- Instructions to follow: A picture-free, exact copy of all the records below is the goal.

(Study material)

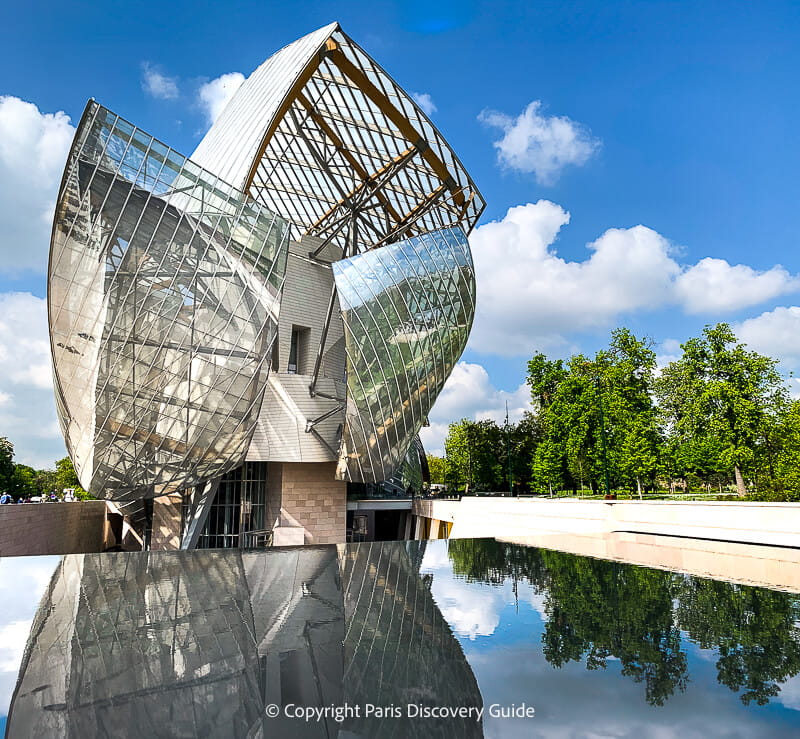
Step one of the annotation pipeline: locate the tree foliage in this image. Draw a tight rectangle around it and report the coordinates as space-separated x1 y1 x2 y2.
0 439 91 499
527 329 660 495
0 437 16 494
441 323 798 498
655 324 789 496
444 419 504 492
426 454 446 485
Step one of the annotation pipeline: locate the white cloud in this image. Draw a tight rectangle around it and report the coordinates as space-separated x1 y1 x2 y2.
412 92 437 116
141 62 179 100
676 258 799 314
468 201 800 357
736 306 800 372
198 72 245 125
0 292 64 468
479 100 600 184
0 96 75 273
420 361 532 455
468 201 677 356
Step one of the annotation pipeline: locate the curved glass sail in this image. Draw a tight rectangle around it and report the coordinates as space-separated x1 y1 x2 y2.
192 24 485 253
333 227 474 482
49 102 289 500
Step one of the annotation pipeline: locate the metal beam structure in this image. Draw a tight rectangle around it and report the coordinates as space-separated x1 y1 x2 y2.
181 478 221 550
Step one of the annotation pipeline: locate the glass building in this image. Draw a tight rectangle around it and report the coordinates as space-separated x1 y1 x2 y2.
48 22 484 548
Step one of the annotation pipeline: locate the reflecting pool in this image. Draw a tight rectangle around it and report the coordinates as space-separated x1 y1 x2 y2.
1 539 800 737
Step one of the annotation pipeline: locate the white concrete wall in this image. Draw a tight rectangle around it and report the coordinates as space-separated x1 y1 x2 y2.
413 497 800 548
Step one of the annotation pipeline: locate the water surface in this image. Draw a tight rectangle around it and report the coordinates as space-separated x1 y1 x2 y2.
1 539 799 737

(End Study material)

- Output for this exercise:
Step one of the annotation pipeline: locate the tree foliage in this image. Draw a tight rectangle around it and report the coordinates as space-separated x1 y1 x2 y2.
0 439 91 499
527 329 660 495
0 437 16 494
441 323 798 498
655 324 789 496
444 419 504 492
426 454 446 485
Step one of the annotation pipeline: locate the white cloud in this image. Draw a tight rectangle around it and report the coordinates as space-separated x1 y1 x2 y2.
412 92 437 116
141 62 179 100
676 258 799 314
468 201 800 357
736 306 800 372
198 72 245 125
0 292 64 468
479 100 600 184
0 96 75 273
420 361 532 455
468 201 677 356
Step one of the annotation pipeline: locate the curved glass sail in this image. Draw a tight rectangle around it and report the coordinates as space-separated x1 y1 x2 y2.
192 24 485 253
333 227 474 482
49 102 289 500
Step one of the annotation pipeline: locate the metal beam structure in this image. Draw a tight rectangle around it and report the coordinates as space-separated x1 y1 x2 y2.
181 478 221 550
Step one of the annotation pipeline: locate the glass building in this image. Draw a tight rectangle around it and report the coordinates as space-separated x1 y1 x2 y2.
48 22 484 548
Step one of the annotation pipeline: locate the reflecting pool in this image. Draw a tight rectangle around it and report the coordinates as space-separated x1 y1 x2 y2.
1 539 800 737
Step one of the annotation pipeline: locate the white concrete wall in this image. Draw a tight rectangle around it and report the coordinates as space-separated x1 y1 x2 y2.
413 497 800 548
Step one of the annotation pipeline: locate the water surface in this image. Draw a tight rectangle around it and report the coordinates as space-separated x1 y1 x2 y2.
1 539 799 737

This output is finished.